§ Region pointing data
========

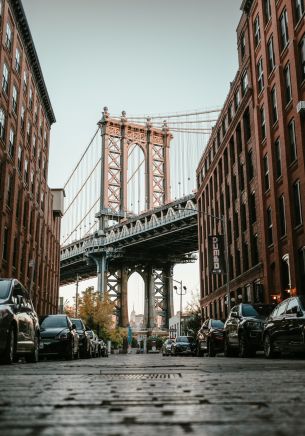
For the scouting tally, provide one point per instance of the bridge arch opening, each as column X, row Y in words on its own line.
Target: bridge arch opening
column 136, row 183
column 135, row 300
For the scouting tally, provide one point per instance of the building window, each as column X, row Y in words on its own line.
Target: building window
column 20, row 158
column 255, row 255
column 250, row 165
column 266, row 173
column 299, row 9
column 302, row 58
column 282, row 216
column 8, row 37
column 263, row 123
column 9, row 190
column 243, row 217
column 284, row 29
column 287, row 79
column 25, row 81
column 278, row 160
column 22, row 118
column 252, row 207
column 267, row 10
column 269, row 226
column 28, row 132
column 5, row 79
column 2, row 124
column 31, row 99
column 244, row 83
column 17, row 60
column 292, row 141
column 32, row 181
column 242, row 46
column 14, row 99
column 274, row 105
column 34, row 146
column 5, row 244
column 230, row 113
column 247, row 124
column 297, row 206
column 270, row 52
column 260, row 75
column 11, row 144
column 26, row 171
column 236, row 100
column 301, row 262
column 257, row 32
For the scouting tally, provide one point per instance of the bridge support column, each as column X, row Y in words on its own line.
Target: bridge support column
column 151, row 299
column 101, row 273
column 124, row 300
column 168, row 294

========

Restate each entry word for word. Omit every picture.

§ TASK SOLUTION
For the scouting tally, provide one point per instance of the bridge arch opening, each as column X, row Y in words on its own line.
Target: bridge arch opening
column 136, row 183
column 135, row 300
For the scouting tally, provide one point per instance of the building window, each as column X, row Y in words on its own line.
Target: building window
column 20, row 158
column 255, row 255
column 250, row 165
column 266, row 173
column 299, row 9
column 302, row 58
column 282, row 216
column 8, row 37
column 263, row 123
column 9, row 190
column 243, row 217
column 284, row 29
column 287, row 79
column 25, row 81
column 278, row 160
column 22, row 118
column 252, row 207
column 267, row 10
column 269, row 226
column 28, row 132
column 5, row 79
column 2, row 124
column 31, row 99
column 244, row 83
column 17, row 60
column 292, row 141
column 32, row 181
column 242, row 46
column 14, row 99
column 274, row 105
column 34, row 146
column 5, row 244
column 230, row 113
column 247, row 124
column 297, row 206
column 270, row 52
column 260, row 75
column 11, row 144
column 26, row 171
column 236, row 100
column 301, row 262
column 257, row 32
For the scouting tally, provide one point per instance of the bridge support column, each as column X, row Y in words on its own line.
Target: bridge support column
column 151, row 299
column 101, row 273
column 124, row 300
column 168, row 294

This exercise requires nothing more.